STATED EXERCISE: Pick out each line in the items below that contains the word "grass" and copy it. Treat the match as case-sensitive.

(Region outline entries)

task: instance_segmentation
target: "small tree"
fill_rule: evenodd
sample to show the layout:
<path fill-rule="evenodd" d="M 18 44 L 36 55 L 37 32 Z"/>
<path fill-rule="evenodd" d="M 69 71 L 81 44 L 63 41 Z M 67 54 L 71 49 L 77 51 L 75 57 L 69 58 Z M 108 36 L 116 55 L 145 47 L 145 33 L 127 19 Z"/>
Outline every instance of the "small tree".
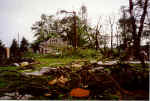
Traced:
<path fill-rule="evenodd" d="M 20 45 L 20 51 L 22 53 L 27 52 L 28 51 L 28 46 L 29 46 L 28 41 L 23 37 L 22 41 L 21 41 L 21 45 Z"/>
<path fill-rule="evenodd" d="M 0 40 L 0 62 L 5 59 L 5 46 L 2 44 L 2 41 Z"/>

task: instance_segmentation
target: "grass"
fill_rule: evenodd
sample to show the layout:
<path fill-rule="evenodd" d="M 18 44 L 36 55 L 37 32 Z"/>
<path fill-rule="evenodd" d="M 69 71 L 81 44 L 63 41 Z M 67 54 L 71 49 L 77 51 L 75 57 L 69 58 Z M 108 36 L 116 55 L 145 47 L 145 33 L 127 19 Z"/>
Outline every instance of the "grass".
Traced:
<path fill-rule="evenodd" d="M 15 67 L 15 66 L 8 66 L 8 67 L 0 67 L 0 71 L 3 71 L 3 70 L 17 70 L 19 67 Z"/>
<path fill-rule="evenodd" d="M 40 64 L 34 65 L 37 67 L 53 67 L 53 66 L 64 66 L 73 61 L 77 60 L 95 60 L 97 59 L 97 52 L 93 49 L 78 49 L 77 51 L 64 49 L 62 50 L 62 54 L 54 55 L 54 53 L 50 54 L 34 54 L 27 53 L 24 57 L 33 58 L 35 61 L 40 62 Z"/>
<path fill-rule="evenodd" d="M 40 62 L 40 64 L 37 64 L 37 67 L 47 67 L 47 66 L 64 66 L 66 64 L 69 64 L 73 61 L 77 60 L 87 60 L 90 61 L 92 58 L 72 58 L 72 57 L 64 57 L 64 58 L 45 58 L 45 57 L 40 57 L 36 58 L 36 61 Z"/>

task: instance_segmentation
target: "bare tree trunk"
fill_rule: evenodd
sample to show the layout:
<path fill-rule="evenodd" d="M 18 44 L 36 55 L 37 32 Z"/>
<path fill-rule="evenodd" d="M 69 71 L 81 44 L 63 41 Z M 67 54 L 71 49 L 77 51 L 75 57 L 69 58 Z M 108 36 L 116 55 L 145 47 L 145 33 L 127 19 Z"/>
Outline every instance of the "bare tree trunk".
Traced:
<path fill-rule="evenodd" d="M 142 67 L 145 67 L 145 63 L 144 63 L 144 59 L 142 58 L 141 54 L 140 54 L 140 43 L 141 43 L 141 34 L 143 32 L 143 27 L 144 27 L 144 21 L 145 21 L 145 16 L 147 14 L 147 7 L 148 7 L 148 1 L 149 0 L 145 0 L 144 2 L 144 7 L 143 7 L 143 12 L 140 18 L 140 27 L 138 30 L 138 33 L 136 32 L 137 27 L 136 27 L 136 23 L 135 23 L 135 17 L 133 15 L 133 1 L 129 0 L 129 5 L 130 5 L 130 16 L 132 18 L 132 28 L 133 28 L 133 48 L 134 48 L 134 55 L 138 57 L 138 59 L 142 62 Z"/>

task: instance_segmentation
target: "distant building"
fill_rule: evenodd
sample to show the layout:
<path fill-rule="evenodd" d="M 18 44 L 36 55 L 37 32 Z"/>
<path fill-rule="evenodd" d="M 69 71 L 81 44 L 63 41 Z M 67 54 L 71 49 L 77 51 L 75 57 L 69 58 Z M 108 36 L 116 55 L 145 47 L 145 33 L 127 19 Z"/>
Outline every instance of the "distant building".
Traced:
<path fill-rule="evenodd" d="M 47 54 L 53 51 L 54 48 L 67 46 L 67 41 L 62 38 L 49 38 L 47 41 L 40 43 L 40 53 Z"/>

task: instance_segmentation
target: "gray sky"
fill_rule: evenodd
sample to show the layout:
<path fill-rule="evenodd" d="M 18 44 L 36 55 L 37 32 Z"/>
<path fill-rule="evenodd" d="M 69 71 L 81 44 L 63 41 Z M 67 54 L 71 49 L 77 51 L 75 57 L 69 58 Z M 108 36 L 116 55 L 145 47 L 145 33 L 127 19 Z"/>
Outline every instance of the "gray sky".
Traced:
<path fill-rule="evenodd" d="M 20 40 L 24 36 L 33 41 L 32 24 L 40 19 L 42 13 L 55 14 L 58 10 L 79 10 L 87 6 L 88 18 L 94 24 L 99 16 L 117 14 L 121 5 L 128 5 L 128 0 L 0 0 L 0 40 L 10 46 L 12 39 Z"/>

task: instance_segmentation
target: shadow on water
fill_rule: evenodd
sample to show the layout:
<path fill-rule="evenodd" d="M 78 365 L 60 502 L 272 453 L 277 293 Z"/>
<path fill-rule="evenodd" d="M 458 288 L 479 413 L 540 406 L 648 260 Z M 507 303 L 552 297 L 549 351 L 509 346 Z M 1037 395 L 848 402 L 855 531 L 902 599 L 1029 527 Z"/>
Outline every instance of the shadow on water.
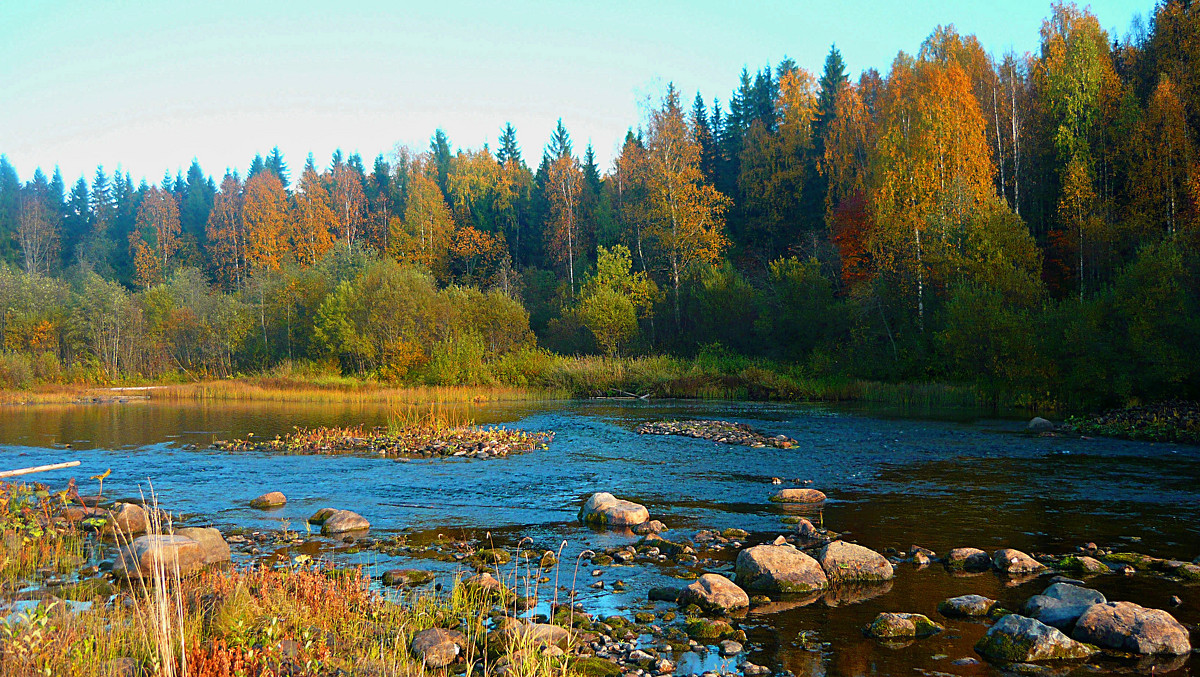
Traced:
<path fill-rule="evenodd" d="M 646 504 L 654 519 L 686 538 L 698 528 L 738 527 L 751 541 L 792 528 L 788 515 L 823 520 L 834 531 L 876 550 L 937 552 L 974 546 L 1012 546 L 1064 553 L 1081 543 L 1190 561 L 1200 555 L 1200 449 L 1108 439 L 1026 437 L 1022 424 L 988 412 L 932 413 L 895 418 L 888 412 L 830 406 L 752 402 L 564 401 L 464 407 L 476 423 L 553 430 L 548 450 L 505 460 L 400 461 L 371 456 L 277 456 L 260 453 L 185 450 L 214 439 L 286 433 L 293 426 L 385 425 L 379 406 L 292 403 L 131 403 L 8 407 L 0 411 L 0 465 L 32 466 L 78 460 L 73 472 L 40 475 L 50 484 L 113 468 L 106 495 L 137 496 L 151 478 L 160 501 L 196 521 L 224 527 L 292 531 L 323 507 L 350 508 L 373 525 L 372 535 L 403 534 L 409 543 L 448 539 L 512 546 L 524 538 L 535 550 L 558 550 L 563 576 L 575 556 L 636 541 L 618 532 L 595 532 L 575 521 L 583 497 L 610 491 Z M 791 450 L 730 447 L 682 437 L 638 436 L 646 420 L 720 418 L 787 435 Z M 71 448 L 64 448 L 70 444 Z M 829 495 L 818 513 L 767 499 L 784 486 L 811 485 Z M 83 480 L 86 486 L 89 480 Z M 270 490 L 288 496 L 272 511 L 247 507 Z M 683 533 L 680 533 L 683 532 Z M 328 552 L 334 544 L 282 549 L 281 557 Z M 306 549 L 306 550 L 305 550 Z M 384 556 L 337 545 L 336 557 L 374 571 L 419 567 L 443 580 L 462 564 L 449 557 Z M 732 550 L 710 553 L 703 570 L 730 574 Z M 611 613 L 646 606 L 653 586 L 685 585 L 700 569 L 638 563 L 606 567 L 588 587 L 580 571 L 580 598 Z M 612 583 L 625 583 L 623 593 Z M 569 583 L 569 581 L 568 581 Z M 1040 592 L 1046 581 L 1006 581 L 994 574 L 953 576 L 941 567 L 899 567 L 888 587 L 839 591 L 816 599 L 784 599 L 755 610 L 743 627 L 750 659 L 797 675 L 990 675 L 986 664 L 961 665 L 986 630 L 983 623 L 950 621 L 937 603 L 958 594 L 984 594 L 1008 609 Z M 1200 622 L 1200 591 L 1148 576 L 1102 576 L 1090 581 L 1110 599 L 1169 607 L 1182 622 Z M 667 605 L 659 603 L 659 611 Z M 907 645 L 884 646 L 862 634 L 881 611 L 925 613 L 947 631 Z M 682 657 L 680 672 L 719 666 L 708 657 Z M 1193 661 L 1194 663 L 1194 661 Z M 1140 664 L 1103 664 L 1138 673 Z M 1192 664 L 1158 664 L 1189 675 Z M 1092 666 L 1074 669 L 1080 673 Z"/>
---
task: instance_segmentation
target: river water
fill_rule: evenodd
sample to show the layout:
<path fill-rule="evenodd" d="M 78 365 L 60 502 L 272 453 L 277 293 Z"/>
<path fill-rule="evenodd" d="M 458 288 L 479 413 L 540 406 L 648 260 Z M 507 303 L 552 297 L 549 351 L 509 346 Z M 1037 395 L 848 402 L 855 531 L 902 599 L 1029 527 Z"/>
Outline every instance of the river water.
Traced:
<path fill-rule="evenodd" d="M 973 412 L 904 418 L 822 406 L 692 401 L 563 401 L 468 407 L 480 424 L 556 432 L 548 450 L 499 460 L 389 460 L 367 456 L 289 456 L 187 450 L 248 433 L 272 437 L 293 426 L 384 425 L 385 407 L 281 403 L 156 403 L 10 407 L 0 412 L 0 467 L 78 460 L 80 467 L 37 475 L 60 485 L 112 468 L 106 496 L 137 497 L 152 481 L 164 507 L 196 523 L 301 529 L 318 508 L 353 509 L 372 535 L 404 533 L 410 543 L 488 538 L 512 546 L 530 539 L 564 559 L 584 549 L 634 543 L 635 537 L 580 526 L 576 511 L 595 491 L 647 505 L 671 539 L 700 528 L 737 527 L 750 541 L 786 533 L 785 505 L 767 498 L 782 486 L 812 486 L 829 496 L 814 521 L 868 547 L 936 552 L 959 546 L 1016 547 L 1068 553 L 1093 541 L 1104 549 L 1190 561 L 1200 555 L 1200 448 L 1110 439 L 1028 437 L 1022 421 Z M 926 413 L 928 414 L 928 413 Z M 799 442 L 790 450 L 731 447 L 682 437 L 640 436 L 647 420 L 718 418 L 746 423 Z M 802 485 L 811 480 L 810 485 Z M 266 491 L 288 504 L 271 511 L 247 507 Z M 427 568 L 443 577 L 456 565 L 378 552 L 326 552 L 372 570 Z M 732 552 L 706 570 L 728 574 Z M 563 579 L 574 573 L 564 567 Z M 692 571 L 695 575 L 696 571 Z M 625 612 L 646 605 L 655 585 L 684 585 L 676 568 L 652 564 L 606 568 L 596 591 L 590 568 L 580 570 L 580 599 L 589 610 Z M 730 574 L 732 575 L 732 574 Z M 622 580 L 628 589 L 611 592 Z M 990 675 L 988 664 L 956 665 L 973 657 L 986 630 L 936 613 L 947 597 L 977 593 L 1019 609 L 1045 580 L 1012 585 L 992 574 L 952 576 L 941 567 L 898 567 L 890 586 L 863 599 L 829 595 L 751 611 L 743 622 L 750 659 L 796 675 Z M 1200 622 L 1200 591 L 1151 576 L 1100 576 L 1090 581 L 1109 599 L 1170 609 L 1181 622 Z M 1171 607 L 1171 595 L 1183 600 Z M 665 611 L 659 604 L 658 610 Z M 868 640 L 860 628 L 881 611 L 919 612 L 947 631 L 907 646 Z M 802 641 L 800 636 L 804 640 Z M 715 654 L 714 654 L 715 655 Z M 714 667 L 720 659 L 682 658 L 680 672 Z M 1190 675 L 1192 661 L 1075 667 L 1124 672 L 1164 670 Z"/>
...
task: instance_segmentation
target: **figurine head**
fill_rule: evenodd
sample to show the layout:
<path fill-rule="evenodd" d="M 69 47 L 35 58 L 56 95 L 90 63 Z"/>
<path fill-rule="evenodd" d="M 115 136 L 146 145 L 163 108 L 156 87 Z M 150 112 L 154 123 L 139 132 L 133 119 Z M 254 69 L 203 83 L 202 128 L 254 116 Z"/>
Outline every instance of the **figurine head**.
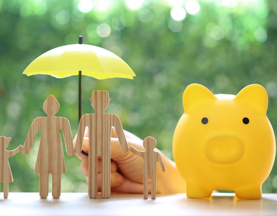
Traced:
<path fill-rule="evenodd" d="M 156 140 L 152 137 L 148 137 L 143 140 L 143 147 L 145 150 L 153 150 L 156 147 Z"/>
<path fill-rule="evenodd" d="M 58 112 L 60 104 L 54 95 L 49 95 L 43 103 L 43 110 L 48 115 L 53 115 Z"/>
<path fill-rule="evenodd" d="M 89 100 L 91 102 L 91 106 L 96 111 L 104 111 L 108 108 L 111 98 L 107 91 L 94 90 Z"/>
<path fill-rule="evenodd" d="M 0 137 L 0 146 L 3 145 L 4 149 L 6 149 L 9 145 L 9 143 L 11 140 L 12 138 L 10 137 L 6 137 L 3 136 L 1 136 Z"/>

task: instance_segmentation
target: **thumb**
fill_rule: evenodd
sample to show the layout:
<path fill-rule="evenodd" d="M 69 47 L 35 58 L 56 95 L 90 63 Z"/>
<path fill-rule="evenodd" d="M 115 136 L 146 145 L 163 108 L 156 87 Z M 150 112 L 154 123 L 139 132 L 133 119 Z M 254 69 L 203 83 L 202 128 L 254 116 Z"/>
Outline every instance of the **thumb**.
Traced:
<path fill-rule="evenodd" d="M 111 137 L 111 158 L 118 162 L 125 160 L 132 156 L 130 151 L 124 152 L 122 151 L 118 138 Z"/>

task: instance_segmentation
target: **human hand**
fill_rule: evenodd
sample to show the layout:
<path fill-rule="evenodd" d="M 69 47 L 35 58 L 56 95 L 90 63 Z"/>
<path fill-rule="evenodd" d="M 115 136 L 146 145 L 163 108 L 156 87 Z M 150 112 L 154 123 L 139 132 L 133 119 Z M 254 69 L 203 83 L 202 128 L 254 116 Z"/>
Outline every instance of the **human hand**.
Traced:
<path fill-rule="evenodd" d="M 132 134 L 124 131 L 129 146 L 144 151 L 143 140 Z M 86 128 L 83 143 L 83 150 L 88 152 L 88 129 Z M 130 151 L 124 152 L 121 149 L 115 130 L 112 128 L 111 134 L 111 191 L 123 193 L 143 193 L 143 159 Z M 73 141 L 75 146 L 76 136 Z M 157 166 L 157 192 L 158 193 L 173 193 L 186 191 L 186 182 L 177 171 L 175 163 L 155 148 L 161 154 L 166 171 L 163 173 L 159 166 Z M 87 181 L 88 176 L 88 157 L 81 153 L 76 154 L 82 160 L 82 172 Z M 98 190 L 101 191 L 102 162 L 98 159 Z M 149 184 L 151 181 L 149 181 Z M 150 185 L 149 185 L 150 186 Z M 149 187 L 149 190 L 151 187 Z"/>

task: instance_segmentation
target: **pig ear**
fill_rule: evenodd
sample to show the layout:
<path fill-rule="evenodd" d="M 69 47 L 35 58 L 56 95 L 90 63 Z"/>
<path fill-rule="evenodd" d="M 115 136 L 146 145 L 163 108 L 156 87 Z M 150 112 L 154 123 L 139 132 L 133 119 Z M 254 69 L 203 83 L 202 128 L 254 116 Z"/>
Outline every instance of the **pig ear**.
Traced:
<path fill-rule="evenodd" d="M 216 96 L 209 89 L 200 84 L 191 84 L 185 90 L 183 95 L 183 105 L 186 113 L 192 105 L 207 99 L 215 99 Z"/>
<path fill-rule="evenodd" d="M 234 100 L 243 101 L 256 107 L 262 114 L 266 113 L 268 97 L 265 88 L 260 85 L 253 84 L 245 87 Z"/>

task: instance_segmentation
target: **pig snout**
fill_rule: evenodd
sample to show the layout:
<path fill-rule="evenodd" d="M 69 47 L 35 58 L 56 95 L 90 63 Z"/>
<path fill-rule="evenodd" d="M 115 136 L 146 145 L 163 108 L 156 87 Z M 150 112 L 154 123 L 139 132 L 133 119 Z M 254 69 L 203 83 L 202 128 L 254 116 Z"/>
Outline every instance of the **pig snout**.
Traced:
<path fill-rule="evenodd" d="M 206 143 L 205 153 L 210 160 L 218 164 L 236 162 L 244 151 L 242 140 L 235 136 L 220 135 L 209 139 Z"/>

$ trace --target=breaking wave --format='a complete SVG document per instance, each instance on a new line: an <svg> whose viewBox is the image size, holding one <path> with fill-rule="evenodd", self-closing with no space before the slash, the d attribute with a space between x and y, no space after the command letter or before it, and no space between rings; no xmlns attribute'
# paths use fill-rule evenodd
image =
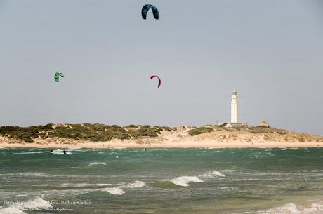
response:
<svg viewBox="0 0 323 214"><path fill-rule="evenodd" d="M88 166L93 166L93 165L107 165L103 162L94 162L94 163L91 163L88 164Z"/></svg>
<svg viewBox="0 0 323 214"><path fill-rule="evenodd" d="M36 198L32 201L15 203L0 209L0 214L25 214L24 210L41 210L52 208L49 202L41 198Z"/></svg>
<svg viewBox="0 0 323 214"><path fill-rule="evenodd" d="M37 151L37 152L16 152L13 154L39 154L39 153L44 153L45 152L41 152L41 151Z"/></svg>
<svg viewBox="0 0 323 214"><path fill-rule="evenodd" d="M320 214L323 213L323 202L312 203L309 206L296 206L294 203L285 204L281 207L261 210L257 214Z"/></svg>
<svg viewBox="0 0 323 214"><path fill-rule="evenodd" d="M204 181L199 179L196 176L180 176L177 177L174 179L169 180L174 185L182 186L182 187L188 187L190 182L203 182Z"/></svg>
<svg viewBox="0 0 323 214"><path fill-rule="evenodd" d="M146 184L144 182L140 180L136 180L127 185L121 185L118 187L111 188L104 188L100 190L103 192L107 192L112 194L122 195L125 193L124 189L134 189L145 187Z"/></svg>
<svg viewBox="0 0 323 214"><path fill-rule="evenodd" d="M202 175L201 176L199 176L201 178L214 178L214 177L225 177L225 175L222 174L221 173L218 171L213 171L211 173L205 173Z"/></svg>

SOLUTION FOR THIS PROBLEM:
target: "grass"
Outline every instance of the "grass".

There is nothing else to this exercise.